- _CONSIGNE A_: Reproduisez en entier les lignes de données situées plus bas, en augmentant de 61 chaque nombre des coordonnées données en réponse ; tout le reste demeure inchangé.

- _DOCUMENT_:

########

Le 13 mai 2025, les projecteurs du monde entier convergeront une fois de plus vers le Palais des Festivals, où le rideau s’ouvrira sur la 78e édition du Festival de Cannes. Et dès la cérémonie d’ouverture, un moment d’émotion est attendu : la remise de la Palme d’or d’honneur à Robert De Niro. Ce geste, solennel et symbolique, vient saluer une figure magistrale du 7ème art, un acteur dont la filmographie incarne à elle seule un demi-siècle de cinéma mondial, et une conscience artistique qui a traversé les époques, les genres, les frontières.
Un retour triomphal sur la Croisette
Quatorze ans après avoir présidé le jury cannois en 2011, Robert De Niro revient sur la Croisette, cette fois en tant qu’icône célébrée. À l’annonce de cette distinction, l’acteur a exprimé une émotion sincère :
« J’ai des sentiments très forts pour le Festival de Cannes. Surtout aujourd’hui, alors que tant de choses dans le monde nous séparent, Cannes nous rassemble : conteurs, cinéastes, admirateurs et amis. C’est comme si nous revenions à la maison. »
Ce mot de « maison » résonne profondément. Car pour Robert De Niro, Cannes n’a jamais été un simple festival. C’est un lieu d’enracinement, un territoire de cinéma où il a connu ses premiers triomphes internationaux, mais aussi des moments de risque, d’introspection, de révélations artistiques.

########

- _CONSIGNE B_:
D'après le texte sur le Festival de Cannes ci-dessus, répondez aux questions suivantes.
(i) Quelle édition du Festival s'ouvre le 13 mai 2025 ?
(ii) En quelle année Robert De Niro a-t-il présidé le jury cannois ?
(iii) Selon le texte, quel mot de la déclaration de l'acteur résonne profondément ?

- _Extraits de données d'annotation de localisation_:
########

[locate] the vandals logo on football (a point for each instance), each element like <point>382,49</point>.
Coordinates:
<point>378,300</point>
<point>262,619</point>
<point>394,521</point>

########

- _RÉPONSE FINALE A_:
[locate] the vandals logo on football (a point for each instance), each element like <point>382,49</point>.
Coordinates:
<point>439,361</point>
<point>323,680</point>
<point>455,582</point>

- _RÉPONSE FINALE B_:
(i) La 78e édition.
(ii) En 2011.
(iii) Le mot « maison ».